RECORDS TO USE
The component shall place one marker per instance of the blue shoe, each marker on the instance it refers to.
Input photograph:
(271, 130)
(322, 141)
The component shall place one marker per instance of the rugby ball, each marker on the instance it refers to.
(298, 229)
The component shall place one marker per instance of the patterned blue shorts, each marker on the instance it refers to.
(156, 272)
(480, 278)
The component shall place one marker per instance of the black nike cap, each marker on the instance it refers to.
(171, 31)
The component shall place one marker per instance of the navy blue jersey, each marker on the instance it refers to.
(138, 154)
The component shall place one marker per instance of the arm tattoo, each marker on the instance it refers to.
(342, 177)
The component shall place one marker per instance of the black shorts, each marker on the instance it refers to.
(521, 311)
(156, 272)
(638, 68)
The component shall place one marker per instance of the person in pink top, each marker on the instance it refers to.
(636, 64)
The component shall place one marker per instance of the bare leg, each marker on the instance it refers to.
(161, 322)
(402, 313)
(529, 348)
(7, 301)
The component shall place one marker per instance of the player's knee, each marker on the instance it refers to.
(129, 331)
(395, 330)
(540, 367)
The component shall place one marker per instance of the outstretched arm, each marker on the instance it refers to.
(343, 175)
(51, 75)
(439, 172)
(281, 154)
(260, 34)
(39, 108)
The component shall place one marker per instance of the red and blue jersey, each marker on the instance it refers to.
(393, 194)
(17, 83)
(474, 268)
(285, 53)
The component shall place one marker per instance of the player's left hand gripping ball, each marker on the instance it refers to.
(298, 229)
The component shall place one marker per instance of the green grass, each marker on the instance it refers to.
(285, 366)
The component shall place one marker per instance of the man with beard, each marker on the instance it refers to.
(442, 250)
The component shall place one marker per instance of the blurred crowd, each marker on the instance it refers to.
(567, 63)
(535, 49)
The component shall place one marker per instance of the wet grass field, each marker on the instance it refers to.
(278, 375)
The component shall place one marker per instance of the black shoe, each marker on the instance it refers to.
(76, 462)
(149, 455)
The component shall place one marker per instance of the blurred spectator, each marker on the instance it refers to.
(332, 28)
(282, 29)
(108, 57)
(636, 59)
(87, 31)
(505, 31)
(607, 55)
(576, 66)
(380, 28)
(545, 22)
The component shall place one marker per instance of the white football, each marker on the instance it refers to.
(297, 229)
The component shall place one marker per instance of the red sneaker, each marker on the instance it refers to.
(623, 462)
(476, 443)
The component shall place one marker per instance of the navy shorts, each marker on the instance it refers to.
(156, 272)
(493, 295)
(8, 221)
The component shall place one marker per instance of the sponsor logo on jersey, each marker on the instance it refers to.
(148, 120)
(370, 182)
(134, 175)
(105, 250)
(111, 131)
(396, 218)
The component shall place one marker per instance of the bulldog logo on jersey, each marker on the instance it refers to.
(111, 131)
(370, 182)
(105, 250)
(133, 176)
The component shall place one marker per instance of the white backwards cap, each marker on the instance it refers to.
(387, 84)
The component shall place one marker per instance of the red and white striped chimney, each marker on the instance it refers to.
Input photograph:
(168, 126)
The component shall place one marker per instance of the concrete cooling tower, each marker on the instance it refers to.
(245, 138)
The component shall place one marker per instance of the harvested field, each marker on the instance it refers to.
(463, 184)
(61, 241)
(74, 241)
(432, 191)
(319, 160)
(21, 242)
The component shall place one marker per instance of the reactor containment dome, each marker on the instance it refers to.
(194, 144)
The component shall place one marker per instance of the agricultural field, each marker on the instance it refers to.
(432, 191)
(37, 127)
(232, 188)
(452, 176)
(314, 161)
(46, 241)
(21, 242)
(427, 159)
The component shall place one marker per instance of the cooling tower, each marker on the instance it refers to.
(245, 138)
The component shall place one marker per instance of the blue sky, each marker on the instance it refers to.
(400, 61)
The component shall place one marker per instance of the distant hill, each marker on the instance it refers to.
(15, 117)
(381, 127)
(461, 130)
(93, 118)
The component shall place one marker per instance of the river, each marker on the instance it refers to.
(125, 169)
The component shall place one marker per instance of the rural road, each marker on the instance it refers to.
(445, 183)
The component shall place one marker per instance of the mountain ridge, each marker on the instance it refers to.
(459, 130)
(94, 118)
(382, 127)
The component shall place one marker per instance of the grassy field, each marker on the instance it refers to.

GOAL
Reproduce all of the lines above without changing a single character.

ANSWER TO THIS TASK
The component shall place one marker per instance of the blue shoe, each marker on the instance it refers to.
Input photograph:
(271, 130)
(322, 141)
The component shall place one marker per instance of the rugby ball, each marker on the instance it refers to.
(298, 229)
The component shall place one marker per instance of the patterned blue shorts, each marker on the instance it refers to.
(156, 272)
(480, 278)
The component shall place one marker per instance of the black nike cap, each marker on the instance it refers to.
(171, 31)
The component shall place one marker per instance of the navy blue jersey, each marker on the instance it refers to.
(138, 154)
The component shall place one marker per instance of the arm tattoo, each marker on the instance it refers to.
(342, 177)
The component shall place one marker per instance of the black shorts, each marker on the instance it refers to.
(521, 311)
(156, 272)
(638, 68)
The component shall place one marker per instance of the person in pink top, each marker on the instance it refers to.
(636, 64)
The component shall place one marker per instance of the bare leg, each marker on the instance it refers to.
(161, 322)
(402, 313)
(529, 348)
(7, 301)
The component shall place one marker per instance of the player's knee, each marker on the instance it refers to.
(129, 331)
(395, 330)
(540, 367)
The component shall place one marker per instance of the outstretched arm, each marker on the instance it refers to.
(343, 175)
(51, 75)
(439, 172)
(281, 154)
(260, 34)
(39, 108)
The component shall place one marker per instance of the red and blue jersey, each marker on the instance it refers to.
(393, 194)
(17, 83)
(474, 268)
(285, 53)
The component shall place one marker per instance of the player's left hand gripping ball, each marker on the instance it refers to.
(298, 229)
The component shall place one marker per instance of the green grass, each marker on the instance it refers to.
(285, 366)
The component shall place one marker per instance of the man with beard, each marker on the instance it refers to.
(442, 250)
The component shall place one marker per instance of the blurred crowd, each marker on the instance it refers to.
(567, 63)
(535, 49)
The component shall place one marker per instance of the wet grass field, each marker on the instance it refers to.
(278, 375)
The component shall place one marker per instance of the black shoe, each marker on the instance it refers to.
(76, 462)
(149, 455)
The component shall place one marker per instance of the blurred spectator, each marker on the instance it refers to.
(332, 28)
(282, 29)
(108, 57)
(636, 59)
(87, 31)
(505, 31)
(607, 55)
(576, 66)
(380, 28)
(545, 22)
The component shall place one marker per instance of the white football, each marker on the instance it refers to.
(297, 229)
The component shall place one marker per instance of the red sneaker, each marker on the instance it refers to.
(623, 462)
(476, 443)
The component shall place one marker per instance of the navy shorts, each marker on the instance it refers to.
(156, 272)
(493, 295)
(8, 221)
The component shall place one marker per instance of the sponsor logo on jersey, each marker on the instance it refers to.
(148, 120)
(370, 182)
(134, 175)
(105, 250)
(111, 131)
(396, 218)
The component shall place one marker per instance of the bulldog logo on jersey, each marker on the instance it refers to.
(111, 131)
(370, 182)
(105, 250)
(133, 176)
The component shall place one marker per instance of the white backwards cap, each marker on the instance it refers to.
(387, 84)
The component shall place one marker per instance of the red and white striped chimney, each marker on the instance it refers to.
Input photograph:
(168, 126)
The component shall place one marker per instance of the concrete cooling tower, each marker on the instance it refers to.
(245, 138)
The component shall place one marker per instance of the harvested field, each marker on the instance it refers to.
(463, 184)
(61, 241)
(74, 241)
(432, 191)
(319, 160)
(21, 242)
The component shall place one marker per instance of the reactor containment dome, each marker on the instance it refers to.
(194, 144)
The component shall place one marker per instance of the agricultural field, each marker on the instance it refers to.
(432, 191)
(37, 127)
(232, 188)
(452, 176)
(314, 161)
(46, 241)
(21, 242)
(427, 159)
The component shall place one marker per instance of the cooling tower, each marker on the instance it refers to.
(245, 138)
The component shall place one marker per instance of the blue sky, each marker on the instance it refers to.
(400, 61)
The component shall place one marker per instance of the distant hill, each marker on the instance it refers to.
(15, 117)
(381, 127)
(461, 130)
(93, 118)
The component shall place one marker per instance of the river, each marker on the instance it refers to.
(125, 169)
The component shall place one marker per instance of the rural road, each marker on the instance it refers to.
(445, 183)
The component shall place one marker per instance of the mountain ridge, each marker on the instance it refers to.
(459, 130)
(94, 118)
(382, 127)
The component shall place one marker per instance of the grassy field, each marker on the instance it refers to.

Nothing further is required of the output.